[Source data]

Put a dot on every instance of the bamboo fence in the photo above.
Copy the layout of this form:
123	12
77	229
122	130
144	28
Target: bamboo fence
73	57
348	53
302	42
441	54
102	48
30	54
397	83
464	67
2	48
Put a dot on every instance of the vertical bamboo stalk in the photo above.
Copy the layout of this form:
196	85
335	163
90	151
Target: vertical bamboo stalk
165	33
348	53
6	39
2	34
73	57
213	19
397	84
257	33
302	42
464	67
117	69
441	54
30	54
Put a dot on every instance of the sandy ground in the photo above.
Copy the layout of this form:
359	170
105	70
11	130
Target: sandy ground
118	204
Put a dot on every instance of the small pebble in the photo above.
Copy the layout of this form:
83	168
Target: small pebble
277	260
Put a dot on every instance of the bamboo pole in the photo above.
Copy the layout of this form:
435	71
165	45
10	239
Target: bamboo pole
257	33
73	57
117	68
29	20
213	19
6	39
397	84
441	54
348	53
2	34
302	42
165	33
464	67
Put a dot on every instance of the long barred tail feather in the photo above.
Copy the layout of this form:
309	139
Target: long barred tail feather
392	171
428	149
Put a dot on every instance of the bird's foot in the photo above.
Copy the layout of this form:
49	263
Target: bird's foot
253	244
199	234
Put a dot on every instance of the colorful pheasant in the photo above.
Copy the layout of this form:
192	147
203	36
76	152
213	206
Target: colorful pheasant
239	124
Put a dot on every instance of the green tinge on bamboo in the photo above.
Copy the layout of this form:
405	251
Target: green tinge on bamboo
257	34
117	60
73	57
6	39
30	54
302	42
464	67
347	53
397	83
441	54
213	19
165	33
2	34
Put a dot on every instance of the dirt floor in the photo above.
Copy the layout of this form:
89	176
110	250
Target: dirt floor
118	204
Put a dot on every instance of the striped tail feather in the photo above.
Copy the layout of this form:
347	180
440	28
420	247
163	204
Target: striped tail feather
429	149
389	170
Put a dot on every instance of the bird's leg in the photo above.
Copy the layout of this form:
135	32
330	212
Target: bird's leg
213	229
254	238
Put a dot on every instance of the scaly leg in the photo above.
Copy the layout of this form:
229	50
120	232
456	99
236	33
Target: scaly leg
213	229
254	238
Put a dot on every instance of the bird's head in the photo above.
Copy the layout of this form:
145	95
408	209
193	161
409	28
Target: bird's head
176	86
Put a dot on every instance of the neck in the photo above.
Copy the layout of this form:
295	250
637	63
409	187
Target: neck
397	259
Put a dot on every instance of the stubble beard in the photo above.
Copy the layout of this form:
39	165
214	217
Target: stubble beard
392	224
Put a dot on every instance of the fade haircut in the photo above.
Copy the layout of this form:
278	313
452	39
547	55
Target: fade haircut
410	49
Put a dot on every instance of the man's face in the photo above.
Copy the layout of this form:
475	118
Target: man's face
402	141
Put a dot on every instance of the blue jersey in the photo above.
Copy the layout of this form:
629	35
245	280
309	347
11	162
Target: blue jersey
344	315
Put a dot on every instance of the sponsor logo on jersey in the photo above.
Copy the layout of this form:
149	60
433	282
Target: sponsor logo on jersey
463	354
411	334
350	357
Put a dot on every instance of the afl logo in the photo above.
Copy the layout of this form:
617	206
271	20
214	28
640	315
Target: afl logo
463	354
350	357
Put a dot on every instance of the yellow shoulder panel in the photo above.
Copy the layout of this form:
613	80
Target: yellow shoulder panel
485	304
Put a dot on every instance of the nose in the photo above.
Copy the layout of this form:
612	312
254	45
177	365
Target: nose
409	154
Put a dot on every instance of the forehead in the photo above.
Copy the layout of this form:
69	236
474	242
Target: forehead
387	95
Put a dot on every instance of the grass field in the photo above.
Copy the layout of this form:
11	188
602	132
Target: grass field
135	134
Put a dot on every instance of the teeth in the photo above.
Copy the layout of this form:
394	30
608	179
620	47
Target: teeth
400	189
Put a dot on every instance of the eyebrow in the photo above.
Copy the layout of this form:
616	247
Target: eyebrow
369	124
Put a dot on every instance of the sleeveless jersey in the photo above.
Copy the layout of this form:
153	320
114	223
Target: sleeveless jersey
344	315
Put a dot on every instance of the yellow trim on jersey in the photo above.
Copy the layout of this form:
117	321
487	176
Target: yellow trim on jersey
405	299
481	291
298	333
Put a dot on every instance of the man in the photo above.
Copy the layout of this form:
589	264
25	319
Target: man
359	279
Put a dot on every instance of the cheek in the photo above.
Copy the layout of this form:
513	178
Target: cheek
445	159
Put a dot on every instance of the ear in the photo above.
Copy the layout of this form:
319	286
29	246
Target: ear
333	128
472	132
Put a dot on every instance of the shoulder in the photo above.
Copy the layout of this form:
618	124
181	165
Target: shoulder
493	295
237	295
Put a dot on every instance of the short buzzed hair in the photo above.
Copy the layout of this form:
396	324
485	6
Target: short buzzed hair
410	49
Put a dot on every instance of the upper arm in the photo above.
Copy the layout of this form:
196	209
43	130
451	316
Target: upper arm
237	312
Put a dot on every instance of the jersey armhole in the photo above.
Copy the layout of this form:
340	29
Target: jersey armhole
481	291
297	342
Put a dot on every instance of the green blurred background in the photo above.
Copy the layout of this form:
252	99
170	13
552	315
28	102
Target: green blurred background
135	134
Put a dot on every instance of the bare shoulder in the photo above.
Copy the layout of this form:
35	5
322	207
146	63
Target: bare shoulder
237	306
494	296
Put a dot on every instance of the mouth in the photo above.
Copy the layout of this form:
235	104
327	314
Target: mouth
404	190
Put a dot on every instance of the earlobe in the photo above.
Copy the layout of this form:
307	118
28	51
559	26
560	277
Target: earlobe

TASK BRIEF
Copy out the whole listing exactly.

RESULT FOR THIS TASK
Put a dot on every instance of the bamboo fence in the photo above.
Copy the layout of this form:
123	12
77	229
122	130
144	28
Target: bamboo fence
73	57
348	53
302	42
441	54
102	48
30	54
397	83
464	67
2	48
Put a dot on every instance of the vertical bamboo stalk in the photo above.
Copy the layout of this form:
196	85
335	163
90	151
Target: vertical bamboo stalk
165	33
348	53
6	39
2	34
73	57
213	19
397	84
257	33
302	42
464	67
117	69
441	54
30	54
Put a dot on every instance of the sandy ground in the photo above.
Copy the layout of this form:
359	170
105	70
11	130
Target: sandy ground
118	204
Put a dot on every instance of the small pebble in the photo above.
Copy the layout of this form:
83	168
Target: small pebble
277	260
Put a dot on every instance of the bamboo pole in the photo above.
Copy the layout of this form:
435	71
165	45
10	239
Target: bamboo pole
257	33
73	57
117	68
29	20
213	19
6	39
397	84
441	54
348	53
2	34
302	42
165	33
464	67
Put a dot on every instance of the long barred tail feather in the photo above.
Copy the layout of this form:
309	139
Target: long barred tail feather
392	171
428	149
Put a dot on every instance of the bird's foot in the photo above.
Copy the layout of this form:
49	263
Target: bird's foot
253	244
199	234
Put a dot on every instance of the colorful pheasant in the photo above.
Copy the layout of this form:
192	147
203	36
76	152
213	206
Target: colorful pheasant
239	124
Put a dot on every instance of the green tinge on bamboo in the photo above.
Copy the layout of this form:
405	251
Target: green tinge on bamboo
257	34
117	60
73	57
6	39
30	54
302	42
464	67
347	53
397	83
441	54
213	19
165	33
2	34
Put a dot on every instance of the dirt floor in the photo above.
Copy the layout of this form:
89	176
110	250
Target: dirt floor
118	204
Put a dot on every instance of the striped tail feather in the photo above.
Copy the layout of this form:
347	180
440	28
420	247
163	204
Target: striped tail feather
429	149
389	170
Put a dot on every instance of the bird's leg in the photo above.
Copy the layout of this form:
135	32
330	212
Target: bird's leg
213	229
254	238
Put a dot on every instance of the scaly leg in the photo above.
Copy the layout of this form:
229	50
120	232
456	99
236	33
Target: scaly leg
213	229
254	238
Put a dot on every instance of the bird's head in the photo above.
Copy the layout of this form:
145	95
408	209
193	161
409	28
Target: bird's head
176	86
Put a dot on every instance of the neck in the photo above.
Copy the layout of this form:
295	250
637	63
409	187
Target: neck
397	259
Put a dot on every instance of the stubble beard in the photo above.
Copy the layout of this form:
39	165
214	217
Target: stubble beard
392	224
Put a dot on every instance of the fade haircut in the photo above.
Copy the layout of this form:
278	313
452	39
547	55
Target: fade haircut
410	49
Put a dot on every instance of the man's face in the photo above.
Copy the layout of this form:
475	118
Target: man's face
402	141
Put a dot on every instance of the blue jersey in the photo above.
Copy the layout of this form:
629	35
245	280
309	347
11	162
Target: blue jersey
344	315
Put a dot on every instance of the sponsor logo on jersey in the photo above.
Copy the layout of this form:
149	60
433	282
Target: sponsor logo on jersey
463	354
411	334
350	357
Put a dot on every instance of the afl logo in the photo above.
Copy the layout of this form:
617	206
271	20
214	28
640	315
Target: afl logo
463	354
350	357
Put a dot on every instance of the yellow shoulder panel in the photo above.
Copy the layout of this form:
613	80
Target: yellow shoulder panel
485	304
Put a dot on every instance of the nose in the photo above.
Copy the layout of this form:
612	312
254	45
177	365
Target: nose
409	154
Put a dot on every instance of the forehead in the photo above.
Copy the layout of this form:
69	236
474	242
Target: forehead
387	95
Put a dot on every instance of the grass field in the photo above.
Copy the layout of this form:
11	188
602	132
Target: grass field
135	134
Put a dot on every instance of the teeth in the photo above.
Copy the layout of this form:
394	30
608	179
620	47
Target: teeth
400	189
Put a dot on every instance of the eyebrow in the photo above.
Copy the layout of this form:
616	247
Target: eyebrow
369	124
Put a dot on every instance of the sleeveless jersey in the photo above.
Copy the layout of this form:
153	320
114	223
Target: sleeveless jersey
344	315
Put a dot on every instance of the yellow trim on jersey in the photo above.
Copy the layout of this form:
117	321
487	176
Target: yellow trim on jersey
405	299
481	291
298	333
Put a dot on every instance of the man in the photo above.
Copy the layout of this form:
589	264
25	319
Target: man
359	279
Put a dot on every instance of the cheek in the photo above.
Copy the layout of this form:
513	178
Target: cheek
445	159
Put a dot on every instance of the ear in the photo above.
Copy the layout of this form:
319	286
29	246
Target: ear
333	128
472	132
Put a dot on every instance of the shoulder in the photo above.
Copy the layout of this form:
618	124
181	165
Target: shoulder
493	295
237	295
Put a dot on every instance of the short buzzed hair in the photo above.
Copy the layout of this form:
396	324
485	6
Target: short buzzed hair
410	49
Put a dot on every instance of the upper arm in the photo above.
Copy the layout of this form:
196	209
43	130
451	316
Target: upper arm
237	312
Put a dot on every instance of the jersey armhole in the photo above.
Copy the layout of this form:
340	29
Target: jersey armhole
481	291
297	342
Put a dot on every instance of the green blurred background in the photo above.
Copy the layout of this form:
252	99
170	13
552	315
28	102
Target: green blurred background
135	134
Put a dot on every instance of the bare shoulder in the photo above.
Copy the layout of this form:
35	5
322	207
146	63
Target: bare shoulder
237	306
494	296
Put a dot on every instance of the mouth in the photo above.
Copy the layout of this form:
235	104
327	314
Target: mouth
404	190
Put a dot on every instance of the earlobe in the photo above.
Copy the layout of this form:
307	118
28	51
559	26
560	277
Target: earlobe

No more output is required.